Material provided ->
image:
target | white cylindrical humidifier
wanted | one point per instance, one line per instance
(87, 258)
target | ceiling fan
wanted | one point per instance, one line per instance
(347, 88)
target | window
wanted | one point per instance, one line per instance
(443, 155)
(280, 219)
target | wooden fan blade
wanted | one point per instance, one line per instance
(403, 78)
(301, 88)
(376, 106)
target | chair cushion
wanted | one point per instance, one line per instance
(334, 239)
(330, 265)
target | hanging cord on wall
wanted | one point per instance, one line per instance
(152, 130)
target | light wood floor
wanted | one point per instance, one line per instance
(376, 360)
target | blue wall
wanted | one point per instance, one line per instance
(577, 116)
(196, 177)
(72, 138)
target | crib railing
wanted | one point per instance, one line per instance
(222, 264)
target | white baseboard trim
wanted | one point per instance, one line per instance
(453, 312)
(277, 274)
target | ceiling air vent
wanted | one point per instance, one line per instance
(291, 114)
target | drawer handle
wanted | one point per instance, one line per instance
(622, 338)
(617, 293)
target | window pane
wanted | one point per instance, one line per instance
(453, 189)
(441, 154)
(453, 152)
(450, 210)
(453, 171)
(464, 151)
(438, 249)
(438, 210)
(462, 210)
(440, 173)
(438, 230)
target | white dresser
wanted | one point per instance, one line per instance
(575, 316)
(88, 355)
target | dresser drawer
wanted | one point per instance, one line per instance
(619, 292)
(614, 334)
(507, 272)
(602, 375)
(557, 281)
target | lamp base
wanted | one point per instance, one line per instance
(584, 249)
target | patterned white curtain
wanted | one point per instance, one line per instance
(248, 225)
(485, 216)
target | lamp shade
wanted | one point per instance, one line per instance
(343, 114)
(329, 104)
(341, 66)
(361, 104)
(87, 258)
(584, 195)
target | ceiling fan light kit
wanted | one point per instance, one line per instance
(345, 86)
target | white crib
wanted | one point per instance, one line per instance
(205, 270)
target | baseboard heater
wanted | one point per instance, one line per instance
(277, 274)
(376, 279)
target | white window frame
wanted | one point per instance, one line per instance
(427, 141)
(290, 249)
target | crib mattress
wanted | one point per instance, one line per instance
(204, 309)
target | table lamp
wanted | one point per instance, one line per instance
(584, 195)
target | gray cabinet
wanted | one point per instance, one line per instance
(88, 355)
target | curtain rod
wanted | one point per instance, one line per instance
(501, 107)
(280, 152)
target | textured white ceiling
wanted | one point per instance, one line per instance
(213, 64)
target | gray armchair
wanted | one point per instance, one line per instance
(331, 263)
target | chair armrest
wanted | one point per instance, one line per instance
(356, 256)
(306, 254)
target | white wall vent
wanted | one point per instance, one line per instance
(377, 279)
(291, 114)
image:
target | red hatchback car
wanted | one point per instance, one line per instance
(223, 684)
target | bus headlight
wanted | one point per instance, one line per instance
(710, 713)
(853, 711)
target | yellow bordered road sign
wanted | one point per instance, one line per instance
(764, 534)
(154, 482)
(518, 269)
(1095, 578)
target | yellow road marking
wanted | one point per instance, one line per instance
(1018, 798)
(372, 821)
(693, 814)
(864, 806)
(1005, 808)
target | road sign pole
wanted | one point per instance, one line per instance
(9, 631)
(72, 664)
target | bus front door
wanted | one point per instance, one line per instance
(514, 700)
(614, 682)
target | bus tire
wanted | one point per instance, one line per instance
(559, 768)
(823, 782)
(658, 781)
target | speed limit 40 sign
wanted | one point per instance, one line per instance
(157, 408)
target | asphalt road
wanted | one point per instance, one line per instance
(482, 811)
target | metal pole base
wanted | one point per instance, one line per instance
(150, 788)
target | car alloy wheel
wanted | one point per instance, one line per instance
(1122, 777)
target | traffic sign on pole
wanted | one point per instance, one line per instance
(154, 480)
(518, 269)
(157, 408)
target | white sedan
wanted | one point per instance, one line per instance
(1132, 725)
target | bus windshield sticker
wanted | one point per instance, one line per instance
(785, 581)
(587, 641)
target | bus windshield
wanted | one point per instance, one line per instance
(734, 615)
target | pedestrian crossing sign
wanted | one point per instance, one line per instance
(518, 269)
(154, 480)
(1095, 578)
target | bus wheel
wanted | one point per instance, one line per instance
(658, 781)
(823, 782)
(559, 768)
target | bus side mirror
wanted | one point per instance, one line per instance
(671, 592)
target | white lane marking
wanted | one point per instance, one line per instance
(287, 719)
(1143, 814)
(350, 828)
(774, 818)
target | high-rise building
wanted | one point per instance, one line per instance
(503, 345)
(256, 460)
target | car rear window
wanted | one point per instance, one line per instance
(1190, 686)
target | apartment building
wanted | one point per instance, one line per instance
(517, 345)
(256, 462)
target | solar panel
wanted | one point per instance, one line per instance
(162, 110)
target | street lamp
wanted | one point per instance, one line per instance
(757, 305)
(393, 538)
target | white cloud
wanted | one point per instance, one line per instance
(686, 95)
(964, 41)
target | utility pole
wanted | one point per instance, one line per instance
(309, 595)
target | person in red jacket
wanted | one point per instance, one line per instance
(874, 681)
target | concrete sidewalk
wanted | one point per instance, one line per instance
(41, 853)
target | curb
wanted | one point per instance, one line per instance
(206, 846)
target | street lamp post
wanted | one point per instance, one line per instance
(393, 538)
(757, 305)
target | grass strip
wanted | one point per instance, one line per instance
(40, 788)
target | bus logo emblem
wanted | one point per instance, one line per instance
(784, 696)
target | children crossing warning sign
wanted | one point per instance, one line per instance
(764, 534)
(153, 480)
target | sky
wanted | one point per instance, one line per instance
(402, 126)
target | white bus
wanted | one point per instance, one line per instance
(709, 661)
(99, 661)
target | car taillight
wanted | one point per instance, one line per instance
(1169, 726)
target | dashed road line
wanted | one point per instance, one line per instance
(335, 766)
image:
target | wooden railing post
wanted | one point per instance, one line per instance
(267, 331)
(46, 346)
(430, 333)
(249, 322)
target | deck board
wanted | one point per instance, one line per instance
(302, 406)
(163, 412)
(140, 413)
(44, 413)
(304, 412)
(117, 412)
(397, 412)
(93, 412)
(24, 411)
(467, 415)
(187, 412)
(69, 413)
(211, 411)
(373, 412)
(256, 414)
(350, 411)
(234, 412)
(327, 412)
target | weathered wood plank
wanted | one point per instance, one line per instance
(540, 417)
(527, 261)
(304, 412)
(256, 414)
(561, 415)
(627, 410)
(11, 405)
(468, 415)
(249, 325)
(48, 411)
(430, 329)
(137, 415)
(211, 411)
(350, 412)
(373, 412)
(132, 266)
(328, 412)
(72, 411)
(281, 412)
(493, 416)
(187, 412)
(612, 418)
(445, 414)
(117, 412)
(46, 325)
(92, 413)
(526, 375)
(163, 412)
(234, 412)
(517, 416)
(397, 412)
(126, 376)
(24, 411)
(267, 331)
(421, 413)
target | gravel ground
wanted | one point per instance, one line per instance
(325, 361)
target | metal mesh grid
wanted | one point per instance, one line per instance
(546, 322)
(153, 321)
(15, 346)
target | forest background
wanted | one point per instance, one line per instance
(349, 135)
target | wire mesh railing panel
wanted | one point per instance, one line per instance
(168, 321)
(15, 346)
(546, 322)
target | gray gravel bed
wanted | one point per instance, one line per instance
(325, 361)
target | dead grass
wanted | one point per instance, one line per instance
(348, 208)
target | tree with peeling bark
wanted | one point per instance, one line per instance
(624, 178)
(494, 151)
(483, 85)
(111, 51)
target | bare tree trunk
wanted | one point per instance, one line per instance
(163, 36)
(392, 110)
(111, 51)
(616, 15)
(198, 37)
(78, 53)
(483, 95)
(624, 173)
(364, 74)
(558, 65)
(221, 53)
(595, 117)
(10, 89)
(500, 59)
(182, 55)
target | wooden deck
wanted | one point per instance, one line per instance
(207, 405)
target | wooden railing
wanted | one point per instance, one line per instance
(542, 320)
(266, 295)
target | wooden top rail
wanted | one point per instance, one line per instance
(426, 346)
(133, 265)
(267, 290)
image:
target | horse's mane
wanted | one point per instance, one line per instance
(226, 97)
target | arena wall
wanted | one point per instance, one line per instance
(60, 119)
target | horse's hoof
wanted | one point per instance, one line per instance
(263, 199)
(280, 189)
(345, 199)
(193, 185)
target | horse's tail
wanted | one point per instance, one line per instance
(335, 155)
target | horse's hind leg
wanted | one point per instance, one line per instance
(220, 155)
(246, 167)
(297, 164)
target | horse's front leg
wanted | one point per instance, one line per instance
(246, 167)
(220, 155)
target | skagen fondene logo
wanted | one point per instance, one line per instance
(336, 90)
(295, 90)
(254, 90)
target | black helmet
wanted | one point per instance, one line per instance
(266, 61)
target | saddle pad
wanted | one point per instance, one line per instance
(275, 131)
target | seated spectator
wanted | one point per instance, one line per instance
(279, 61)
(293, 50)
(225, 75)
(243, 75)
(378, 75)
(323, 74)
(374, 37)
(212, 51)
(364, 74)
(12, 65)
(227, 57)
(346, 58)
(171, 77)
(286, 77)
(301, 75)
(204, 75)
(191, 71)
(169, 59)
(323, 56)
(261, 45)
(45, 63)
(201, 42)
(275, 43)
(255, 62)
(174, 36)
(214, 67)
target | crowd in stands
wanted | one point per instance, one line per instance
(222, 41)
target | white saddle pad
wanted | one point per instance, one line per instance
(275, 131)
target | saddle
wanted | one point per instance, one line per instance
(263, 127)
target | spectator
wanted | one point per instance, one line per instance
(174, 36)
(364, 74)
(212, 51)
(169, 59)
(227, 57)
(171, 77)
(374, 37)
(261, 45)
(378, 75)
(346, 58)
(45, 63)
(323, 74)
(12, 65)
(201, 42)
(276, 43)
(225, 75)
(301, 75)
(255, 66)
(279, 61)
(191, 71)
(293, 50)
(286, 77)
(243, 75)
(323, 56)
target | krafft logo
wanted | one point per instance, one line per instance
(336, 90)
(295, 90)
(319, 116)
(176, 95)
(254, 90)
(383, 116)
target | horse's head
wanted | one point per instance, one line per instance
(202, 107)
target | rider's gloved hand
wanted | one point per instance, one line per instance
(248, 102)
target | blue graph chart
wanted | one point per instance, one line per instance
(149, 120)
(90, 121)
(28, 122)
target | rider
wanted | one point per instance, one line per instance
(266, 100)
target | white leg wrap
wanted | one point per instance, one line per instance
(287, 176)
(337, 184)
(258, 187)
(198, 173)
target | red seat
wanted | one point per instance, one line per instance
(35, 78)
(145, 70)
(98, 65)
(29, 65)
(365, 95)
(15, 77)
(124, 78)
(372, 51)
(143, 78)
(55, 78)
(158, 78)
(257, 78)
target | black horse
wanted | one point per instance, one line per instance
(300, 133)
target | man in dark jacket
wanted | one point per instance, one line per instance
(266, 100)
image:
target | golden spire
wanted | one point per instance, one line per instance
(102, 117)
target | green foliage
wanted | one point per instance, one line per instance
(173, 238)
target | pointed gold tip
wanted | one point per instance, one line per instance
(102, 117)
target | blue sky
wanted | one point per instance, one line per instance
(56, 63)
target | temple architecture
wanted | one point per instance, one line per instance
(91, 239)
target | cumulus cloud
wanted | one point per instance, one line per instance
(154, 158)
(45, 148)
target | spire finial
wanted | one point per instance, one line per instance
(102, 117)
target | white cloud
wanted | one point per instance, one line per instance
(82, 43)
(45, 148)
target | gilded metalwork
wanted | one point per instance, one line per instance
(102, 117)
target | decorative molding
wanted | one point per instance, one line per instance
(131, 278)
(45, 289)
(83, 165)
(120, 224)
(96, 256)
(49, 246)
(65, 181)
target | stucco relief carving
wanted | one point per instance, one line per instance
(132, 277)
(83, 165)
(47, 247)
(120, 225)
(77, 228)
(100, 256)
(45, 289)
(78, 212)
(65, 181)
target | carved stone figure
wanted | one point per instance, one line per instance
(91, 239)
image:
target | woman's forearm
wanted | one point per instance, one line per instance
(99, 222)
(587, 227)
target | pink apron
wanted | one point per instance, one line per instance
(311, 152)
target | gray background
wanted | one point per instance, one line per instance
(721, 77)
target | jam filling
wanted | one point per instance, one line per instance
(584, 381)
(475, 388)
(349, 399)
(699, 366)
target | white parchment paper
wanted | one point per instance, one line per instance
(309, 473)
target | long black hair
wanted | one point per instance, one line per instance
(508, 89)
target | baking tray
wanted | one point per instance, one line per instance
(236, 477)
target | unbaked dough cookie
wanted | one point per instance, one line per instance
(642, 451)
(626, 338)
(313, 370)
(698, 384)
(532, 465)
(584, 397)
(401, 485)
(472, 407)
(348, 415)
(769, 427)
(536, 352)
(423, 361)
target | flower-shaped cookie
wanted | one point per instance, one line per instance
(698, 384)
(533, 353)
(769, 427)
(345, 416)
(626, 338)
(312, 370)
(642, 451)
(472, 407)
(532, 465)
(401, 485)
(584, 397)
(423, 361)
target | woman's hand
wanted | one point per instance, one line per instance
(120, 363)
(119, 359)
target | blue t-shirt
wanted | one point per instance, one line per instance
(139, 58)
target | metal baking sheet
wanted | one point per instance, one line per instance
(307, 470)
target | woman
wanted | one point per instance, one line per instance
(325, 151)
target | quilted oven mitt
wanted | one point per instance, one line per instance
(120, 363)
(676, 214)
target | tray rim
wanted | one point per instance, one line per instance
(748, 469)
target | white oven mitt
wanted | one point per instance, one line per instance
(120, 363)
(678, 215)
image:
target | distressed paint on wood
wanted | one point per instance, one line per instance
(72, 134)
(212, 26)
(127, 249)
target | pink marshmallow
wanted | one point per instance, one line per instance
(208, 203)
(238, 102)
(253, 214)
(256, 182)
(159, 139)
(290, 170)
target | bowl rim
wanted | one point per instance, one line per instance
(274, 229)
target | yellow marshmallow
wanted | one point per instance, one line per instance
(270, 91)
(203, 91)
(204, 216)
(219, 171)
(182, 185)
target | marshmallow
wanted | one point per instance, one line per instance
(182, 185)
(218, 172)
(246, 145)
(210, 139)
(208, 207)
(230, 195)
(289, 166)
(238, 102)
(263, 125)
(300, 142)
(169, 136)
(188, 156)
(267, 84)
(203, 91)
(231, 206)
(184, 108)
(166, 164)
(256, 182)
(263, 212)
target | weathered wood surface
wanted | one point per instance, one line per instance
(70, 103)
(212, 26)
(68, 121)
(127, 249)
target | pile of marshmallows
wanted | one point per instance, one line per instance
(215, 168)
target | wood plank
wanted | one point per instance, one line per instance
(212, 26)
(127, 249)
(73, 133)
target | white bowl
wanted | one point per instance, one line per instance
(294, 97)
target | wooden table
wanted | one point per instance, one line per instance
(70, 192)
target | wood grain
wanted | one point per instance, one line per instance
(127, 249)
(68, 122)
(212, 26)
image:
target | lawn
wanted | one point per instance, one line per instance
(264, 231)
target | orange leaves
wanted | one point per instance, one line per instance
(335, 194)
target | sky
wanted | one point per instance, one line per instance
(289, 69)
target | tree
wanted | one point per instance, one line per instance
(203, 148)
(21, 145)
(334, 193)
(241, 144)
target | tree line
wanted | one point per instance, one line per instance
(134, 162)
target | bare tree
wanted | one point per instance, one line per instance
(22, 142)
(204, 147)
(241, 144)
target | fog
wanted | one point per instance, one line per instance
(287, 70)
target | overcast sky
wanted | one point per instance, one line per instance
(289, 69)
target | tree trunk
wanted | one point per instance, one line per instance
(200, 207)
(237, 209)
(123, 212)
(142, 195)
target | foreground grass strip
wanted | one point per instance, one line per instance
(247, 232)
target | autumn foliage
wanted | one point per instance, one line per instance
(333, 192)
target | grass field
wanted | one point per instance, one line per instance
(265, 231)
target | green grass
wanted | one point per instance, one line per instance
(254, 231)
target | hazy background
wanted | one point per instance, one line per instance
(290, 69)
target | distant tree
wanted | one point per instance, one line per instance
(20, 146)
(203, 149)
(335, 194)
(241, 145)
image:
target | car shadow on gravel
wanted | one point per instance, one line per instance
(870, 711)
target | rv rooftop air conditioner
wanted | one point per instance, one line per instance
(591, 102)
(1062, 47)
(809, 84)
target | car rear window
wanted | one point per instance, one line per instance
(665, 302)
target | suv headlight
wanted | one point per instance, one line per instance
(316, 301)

Work required -> Please copy exactly the lines from the first line of the records above through the line containing "target | window pane", including both, and nothing more.

Response to the task ->
image:
target | white cylindrical humidifier
wanted | one point per instance, one line per instance
(87, 258)
target | ceiling fan
wanted | one point per instance, one line per instance
(347, 88)
target | window
wanted | one point per instance, one line per instance
(443, 155)
(280, 219)
target | wooden fan blade
wanted | one point per instance, one line per instance
(403, 78)
(301, 88)
(376, 106)
target | chair cushion
wanted | one point per instance, one line per instance
(334, 239)
(330, 265)
target | hanging cord on wall
wanted | one point per instance, one line per instance
(152, 130)
target | light wood floor
wanted | one point per instance, one line per instance
(376, 360)
target | blue wall
wanted | one point per instance, one line per instance
(577, 116)
(196, 177)
(72, 138)
target | crib railing
wanted | one point per instance, one line per instance
(222, 264)
target | white baseboard trim
wanted | one point per instance, one line per instance
(453, 312)
(277, 274)
target | ceiling air vent
wanted | one point per instance, one line per instance
(291, 114)
target | drawer handle
wanted | one point per instance, one line per instance
(622, 338)
(617, 293)
target | window pane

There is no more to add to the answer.